**TEXT EXCERPT:**
[Begin]

Back to the drawing board. It was another late-night idea. Next idea is to use a
small stack of regs with lazy writes to memory. Other than leaf function the
return address ends up on the stack anyway, therefore it may be better to go
without a dedicated return address register.

I like the ENTER / EXIT approach. It makes things simple. But I do not want to
add micro-code to the current project. So, some assembler macros could be
used to implement ENTER and EXIT.

For safe stack, do return addresses have their own stack independent of
function arguments within a memory page that does not allow LD / ST?

On 9/11/2022 1:48 AM, robf...@gmail.com wrote:
> On Saturday, September 10, 2022 at 2:19:29 PM UTC-4, EricP wrote:
>> robf...@gmail.com wrote:
>>> I got to thinking looking at the Phoenix ISA that it would be trimming only one
>>> bit from the target address of a call instruction to allow storing the return
>>> address in a vector register. Since instructions are 40-bit that left 27 bits for
>>> the target which is more than enough. (Targets can be extended further with
>>> postfix constants). The vector register could then be used as a return address
>>> stack if the function call depth were known to be limited. A vector slide
>>> operation in the function prologue / epilogue could take care of being able to
>>> call other functions.

[End]

**STORED DATA:**

[Begin]

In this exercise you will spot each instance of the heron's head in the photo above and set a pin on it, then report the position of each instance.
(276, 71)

[End]

**EXERCISES:**
(A) From the forum post about return addresses, quote everything beginning at the words "Back to the" and ending after the words "ENTER and EXIT.".
(B) In the forum post about return addresses, how many bits long are instructions in the Phoenix ISA?
(C) Continue the forum post about return addresses past its final sentence.

**ANSWERS GIVEN:**
(A)
Back to the drawing board. It was another late-night idea. Next idea is to use a
small stack of regs with lazy writes to memory. Other than leaf function the
return address ends up on the stack anyway, therefore it may be better to go
without a dedicated return address register.

I like the ENTER / EXIT approach. It makes things simple. But I do not want to
add micro-code to the current project. So, some assembler macros could be
used to implement ENTER and EXIT.

(B) 40 bits.

(C)
>>>
>>> I was looking for more information on the use of vector registers for function
>>> calls. And is this sort of thing supported by compilers?
>>>
>>> Call v63,,My_rout
>>> …
>>> My_rout:
>>> VSLLVI v63,v63,1 # stack return address in vector register
>>> …
>>> Call SomeFn # better not go more than 12 deep
>>> …
>>> VSRLVI v63,v63,1 # restore return address
>>> RET
>> Sounds like a variation on register windows which had good cache-hit
>> performance but also some clunky parts for particular implementations.
>> Dealing with asynchronous non-coherence is in part what makes it clunky.
>>
>> My guess is you would probably find similar performance stats to
>> register windows, and similar clunky parts like dealing with
>> overflows, underflows, setjmp and exceptions.
>
> Back to the drawing board. It was another late-night idea. Next idea is to use a
> small stack of regs with lazy writes to memory. Other than leaf function the
> return address ends up on the stack anyway, therefore it may be better to go
> without a dedicated return address register.
>
> I like the ENTER / EXIT approach. It makes things simple. But I do not want to
> add micro-code to the current project. So, some assembler macros could be
> used to implement ENTER and EXIT.
>
> For safe stack, do return addresses have their own stack independent of
> function arguments within a memory page that does not allow LD / ST?
>
>

FWIW: In my case, I just use normal memory for the stack frames (though
this does not allow for "safe stack").

Much of the time though, the compiler does add "stack canaries" which
will trigger a breakpoint if trying to return from a function which does
not have these values intact (no real way to disable these at present;
but they are skipped for small leaf functions and similar).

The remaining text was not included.